Extract provided

Note that certain other Rosetta modules (e.g. the ReadResfile TaskOperation, which is not a Residue Level TaskOperation but can still accept a ResidueSelector as input) may also use ResidueSelectors. Ultimately, it is hoped that many Rosetta components will be modified to permit this standardized method of selecting residues.
The purpose of separating the residue selection logic from the modifications that TaskOperations perform on a PackerTask is to make available the complicated logic of selecting residues that often lives in TaskOperations. If you have a complicated TaskOperation, consider splitting it into a ResidueSelector and operations on the residues it selects.
ResidueSelectors can be declared in their own block, outside of the TaskOperation block. For example:
<RESIDUE_SELECTORS> <Chain name="chA" chains="A"/> <Index name="res1to10" resnums="1-10"/> </RESIDUE_SELECTORS>
Some ResidueSelectors can nest other ResidueSelectors in their definition; e.g.
<RESIDUE_SELECTORS> <Neighborhood name="chAB_neighbors"> <Chain chains="A,B"> </Neighborhood> </RESIDUE_SELECTORS>
In which case, the structure of the Neighborhood ResidueSelector will be stated as
<Neighborhood name=(%string) ... > <(Selector)> </Neighborhood>
With the <(Selector)> subtag designating that any ResidueSelector can be nested inside it.

What is asked
a) Rewrite the part of the ResidueSelector text that opens with "The purpose of" and closes with "residues it selects.", substituting "intricate" for each "complicated".
b) Answer these questions from the ResidueSelector text:
(i) Which TaskOperation is given as an example of one that is not a Residue Level TaskOperation but can accept a ResidueSelector?
(ii) What value does the "res1to10" selector give for resnums?
(iii) What does the <(Selector)> subtag designate?
c) Write the next part of the ResidueSelector text, starting after its last sentence.
Nothing in the data is needed here.

Rows from a pointing dataset

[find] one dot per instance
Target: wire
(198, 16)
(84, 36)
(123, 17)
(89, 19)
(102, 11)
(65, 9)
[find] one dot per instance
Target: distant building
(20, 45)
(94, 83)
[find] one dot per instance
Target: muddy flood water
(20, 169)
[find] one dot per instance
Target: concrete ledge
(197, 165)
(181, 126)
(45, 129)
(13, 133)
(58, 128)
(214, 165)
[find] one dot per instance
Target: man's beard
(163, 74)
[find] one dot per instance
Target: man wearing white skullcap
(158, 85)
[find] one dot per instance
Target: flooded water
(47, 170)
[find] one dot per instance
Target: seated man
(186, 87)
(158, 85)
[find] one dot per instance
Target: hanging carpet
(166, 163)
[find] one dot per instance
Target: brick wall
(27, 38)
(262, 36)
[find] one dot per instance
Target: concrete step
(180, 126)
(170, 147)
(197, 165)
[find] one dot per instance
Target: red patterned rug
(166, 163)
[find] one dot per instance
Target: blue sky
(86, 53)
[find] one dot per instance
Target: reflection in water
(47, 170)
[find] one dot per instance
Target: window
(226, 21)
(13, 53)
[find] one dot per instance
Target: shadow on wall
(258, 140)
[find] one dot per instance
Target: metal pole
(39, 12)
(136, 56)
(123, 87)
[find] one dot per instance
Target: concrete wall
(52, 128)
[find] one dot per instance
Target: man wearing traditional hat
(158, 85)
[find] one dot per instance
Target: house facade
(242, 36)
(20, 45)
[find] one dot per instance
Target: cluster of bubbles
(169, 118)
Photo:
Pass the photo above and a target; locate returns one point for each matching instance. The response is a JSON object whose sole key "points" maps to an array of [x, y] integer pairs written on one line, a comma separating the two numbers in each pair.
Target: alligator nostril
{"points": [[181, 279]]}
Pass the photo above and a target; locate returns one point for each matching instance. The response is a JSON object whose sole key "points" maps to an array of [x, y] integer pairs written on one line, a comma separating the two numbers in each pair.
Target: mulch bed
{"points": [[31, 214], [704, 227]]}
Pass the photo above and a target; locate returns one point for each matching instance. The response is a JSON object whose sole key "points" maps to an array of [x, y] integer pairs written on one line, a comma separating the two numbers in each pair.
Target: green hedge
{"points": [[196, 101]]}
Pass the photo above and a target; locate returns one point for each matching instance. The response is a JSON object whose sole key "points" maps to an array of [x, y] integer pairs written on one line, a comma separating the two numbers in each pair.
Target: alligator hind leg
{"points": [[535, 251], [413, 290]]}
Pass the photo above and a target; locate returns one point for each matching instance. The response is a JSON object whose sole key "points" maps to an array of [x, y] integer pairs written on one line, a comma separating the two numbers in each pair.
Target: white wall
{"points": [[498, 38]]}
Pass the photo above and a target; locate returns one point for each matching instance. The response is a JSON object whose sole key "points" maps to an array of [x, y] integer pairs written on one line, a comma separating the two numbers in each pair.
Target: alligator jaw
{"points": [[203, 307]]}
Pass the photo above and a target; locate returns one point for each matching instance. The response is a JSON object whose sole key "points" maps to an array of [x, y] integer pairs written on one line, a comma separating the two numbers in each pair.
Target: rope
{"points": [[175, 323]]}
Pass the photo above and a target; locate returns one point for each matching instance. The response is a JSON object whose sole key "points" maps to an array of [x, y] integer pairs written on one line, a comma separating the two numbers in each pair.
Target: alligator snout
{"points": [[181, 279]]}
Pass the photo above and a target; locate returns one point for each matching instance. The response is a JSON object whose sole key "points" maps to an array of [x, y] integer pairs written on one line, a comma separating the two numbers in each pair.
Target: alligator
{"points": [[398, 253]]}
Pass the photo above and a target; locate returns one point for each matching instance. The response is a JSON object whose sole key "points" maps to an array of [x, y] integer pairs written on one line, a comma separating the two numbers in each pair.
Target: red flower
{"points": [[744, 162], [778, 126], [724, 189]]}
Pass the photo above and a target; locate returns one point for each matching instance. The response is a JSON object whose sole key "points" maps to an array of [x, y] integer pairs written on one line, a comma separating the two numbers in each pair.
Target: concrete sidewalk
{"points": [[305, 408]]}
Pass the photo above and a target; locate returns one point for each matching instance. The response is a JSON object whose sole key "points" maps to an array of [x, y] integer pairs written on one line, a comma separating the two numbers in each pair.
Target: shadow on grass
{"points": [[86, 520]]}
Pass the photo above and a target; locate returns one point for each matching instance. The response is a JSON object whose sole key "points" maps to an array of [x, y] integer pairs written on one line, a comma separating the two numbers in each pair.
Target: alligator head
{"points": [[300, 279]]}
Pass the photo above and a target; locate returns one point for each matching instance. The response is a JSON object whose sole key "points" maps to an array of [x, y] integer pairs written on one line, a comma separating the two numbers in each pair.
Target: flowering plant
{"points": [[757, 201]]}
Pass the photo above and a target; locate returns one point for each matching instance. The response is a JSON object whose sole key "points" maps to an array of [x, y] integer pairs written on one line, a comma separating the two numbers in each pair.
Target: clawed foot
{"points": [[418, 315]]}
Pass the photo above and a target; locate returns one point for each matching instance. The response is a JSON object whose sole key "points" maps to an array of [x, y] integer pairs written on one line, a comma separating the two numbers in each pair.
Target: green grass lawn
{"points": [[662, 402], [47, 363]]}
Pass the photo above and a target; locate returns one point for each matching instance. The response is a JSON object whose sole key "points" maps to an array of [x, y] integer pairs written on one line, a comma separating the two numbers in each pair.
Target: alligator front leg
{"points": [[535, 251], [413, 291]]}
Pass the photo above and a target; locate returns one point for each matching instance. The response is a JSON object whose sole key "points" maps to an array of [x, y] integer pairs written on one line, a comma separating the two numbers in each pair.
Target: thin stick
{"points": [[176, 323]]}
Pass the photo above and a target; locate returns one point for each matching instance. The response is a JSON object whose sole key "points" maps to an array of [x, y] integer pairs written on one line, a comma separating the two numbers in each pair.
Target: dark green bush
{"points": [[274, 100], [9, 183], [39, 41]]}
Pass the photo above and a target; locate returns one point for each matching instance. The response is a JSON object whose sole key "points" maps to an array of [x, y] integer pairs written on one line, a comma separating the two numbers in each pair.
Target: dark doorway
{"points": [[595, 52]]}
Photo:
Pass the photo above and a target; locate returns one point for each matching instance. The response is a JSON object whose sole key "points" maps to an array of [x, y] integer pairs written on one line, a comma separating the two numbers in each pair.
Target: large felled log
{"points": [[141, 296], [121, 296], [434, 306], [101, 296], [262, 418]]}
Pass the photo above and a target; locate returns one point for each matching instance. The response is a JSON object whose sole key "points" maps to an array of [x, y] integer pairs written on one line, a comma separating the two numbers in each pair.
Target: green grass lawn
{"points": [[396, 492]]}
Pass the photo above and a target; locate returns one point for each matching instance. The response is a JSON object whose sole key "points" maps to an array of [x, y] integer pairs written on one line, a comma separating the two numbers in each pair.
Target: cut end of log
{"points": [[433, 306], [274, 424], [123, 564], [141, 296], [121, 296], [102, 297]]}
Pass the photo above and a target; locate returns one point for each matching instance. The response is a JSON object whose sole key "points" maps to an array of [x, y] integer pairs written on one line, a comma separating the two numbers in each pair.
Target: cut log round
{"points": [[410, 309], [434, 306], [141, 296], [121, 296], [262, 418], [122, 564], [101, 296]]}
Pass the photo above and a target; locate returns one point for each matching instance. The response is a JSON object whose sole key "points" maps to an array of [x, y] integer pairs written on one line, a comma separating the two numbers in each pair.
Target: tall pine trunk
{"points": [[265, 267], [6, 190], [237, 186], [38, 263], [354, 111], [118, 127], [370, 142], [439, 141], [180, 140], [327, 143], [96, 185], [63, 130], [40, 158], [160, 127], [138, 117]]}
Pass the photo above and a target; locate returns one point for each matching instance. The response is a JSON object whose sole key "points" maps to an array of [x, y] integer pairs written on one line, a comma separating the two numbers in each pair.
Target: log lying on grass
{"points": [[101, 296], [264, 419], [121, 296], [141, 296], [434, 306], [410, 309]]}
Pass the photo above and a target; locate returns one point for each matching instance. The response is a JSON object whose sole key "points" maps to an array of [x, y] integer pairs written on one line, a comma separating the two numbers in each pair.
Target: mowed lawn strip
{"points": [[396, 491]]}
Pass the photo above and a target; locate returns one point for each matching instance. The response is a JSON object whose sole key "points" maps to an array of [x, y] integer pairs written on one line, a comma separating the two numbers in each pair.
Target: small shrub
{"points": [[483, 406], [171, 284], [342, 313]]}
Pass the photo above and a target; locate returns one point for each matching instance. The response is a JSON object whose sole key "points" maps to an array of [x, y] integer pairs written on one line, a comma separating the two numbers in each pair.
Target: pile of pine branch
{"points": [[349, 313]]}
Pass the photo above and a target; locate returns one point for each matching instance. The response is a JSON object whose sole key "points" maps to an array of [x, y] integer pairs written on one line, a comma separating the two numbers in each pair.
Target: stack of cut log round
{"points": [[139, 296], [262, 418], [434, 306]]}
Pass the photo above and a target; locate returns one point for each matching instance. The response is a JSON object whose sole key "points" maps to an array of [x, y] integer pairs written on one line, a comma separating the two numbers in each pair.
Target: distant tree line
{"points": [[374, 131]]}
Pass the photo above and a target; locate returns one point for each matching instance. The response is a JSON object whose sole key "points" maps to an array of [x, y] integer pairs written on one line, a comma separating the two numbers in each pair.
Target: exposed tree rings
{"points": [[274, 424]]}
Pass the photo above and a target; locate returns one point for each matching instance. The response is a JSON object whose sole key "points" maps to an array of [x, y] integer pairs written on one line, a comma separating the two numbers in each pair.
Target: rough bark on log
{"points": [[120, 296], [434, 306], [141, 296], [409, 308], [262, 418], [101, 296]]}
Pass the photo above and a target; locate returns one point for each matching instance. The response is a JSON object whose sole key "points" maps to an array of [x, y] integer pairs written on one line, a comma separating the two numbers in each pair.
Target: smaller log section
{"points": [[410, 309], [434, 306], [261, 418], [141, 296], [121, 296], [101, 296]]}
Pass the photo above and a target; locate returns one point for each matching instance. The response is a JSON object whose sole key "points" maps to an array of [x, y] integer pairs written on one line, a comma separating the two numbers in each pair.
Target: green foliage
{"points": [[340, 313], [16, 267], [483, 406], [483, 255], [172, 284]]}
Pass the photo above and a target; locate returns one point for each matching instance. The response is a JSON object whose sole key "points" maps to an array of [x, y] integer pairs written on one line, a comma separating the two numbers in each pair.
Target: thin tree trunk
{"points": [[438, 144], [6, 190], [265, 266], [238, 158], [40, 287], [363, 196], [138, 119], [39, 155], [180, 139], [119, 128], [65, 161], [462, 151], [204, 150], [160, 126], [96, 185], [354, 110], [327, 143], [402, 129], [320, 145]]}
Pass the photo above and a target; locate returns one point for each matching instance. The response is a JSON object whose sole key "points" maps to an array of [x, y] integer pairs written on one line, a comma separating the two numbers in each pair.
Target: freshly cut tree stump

Expected outputs
a)
The purpose of separating the residue selection logic from the modifications that TaskOperations perform on a PackerTask is to make available the intricate logic of selecting residues that often lives in TaskOperations. If you have a intricate TaskOperation, consider splitting it into a ResidueSelector and operations on the residues it selects.

b)
(i) The ReadResfile TaskOperation.
(ii) "1-10".
(iii) That any ResidueSelector can be nested inside it.

c)
A mover that can handle ResidueSelectors will take the following option:
<Not name="(&string)" selector="(&string)">
<Not name="(&string)"> <(Selector) .../> </Not>
any ResidueSelector can be defined as a subtag of the Not selector. You cannot, however, pass the subselector by name except by using the "selector" option.
<Not name="all_but_chA"> <Chain chains="A"/> </Not>
<And name="(&string)" selectors="(&string)"> <(Selector1)/> <(Selector2)/> ... </And>
<Or name="(&string)" selectors="(&string)"> <(Selector1)/> <(Selector2)/> ... </Or>
Selects residues in the pose at random. Note that this residue selector is stochastic. This is, it will return a different set of residues every time it is called. However, the randomly selected residues can be saved using the StoreResidueSubsetMover and retrieved using the StoredResidueSubset selector.
<RandomResidue name="(&string)" selector="(TrueSelector &string)" num\_residues="(1 &int)" />
<Index name="(&string)" resnums="(&string)"/>
Selects residues by their full Rosetta residue type name. At least one of residue_names and residue_name3 must be specified.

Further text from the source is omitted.